> [YOUR INSTRUCTIONS]
Can you render the entries below as a JSON list of strings, one string per line, skipping blank lines and leaving the pictures out?

Labeled-object pointing entries:
====================
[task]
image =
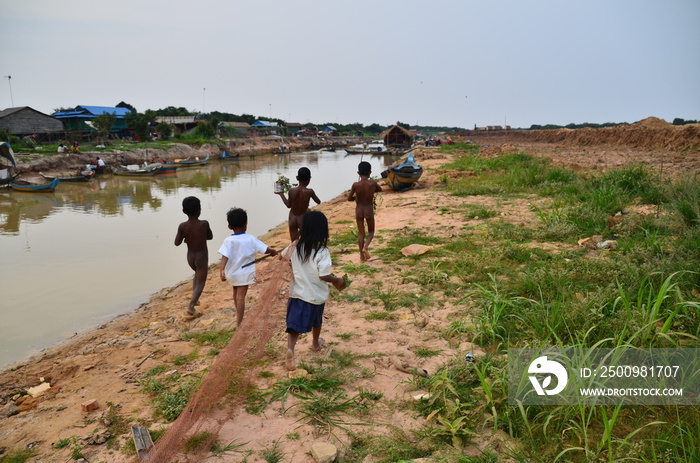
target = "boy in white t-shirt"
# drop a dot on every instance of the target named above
(236, 251)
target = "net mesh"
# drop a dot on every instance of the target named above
(232, 368)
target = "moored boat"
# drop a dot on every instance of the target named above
(7, 173)
(25, 186)
(190, 162)
(133, 170)
(404, 175)
(83, 176)
(375, 147)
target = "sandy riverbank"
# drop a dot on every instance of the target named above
====================
> [ANSWER]
[
  "[task]",
  "image =",
  "target = \"boy in white t-shirt\"",
  "# drop a dot on every instance of the target named above",
  "(236, 251)",
  "target = \"net mesh\"",
  "# drop a dot on every instance of the target named above",
  "(232, 368)",
  "target = \"moored boat\"",
  "# drop a dot on every instance of the target named above",
  "(7, 173)",
  "(25, 186)",
  "(190, 162)",
  "(133, 170)",
  "(404, 175)",
  "(83, 176)",
  "(375, 147)",
  "target = \"sandy riverbank\"",
  "# drop a dot on every instance of the target named above"
]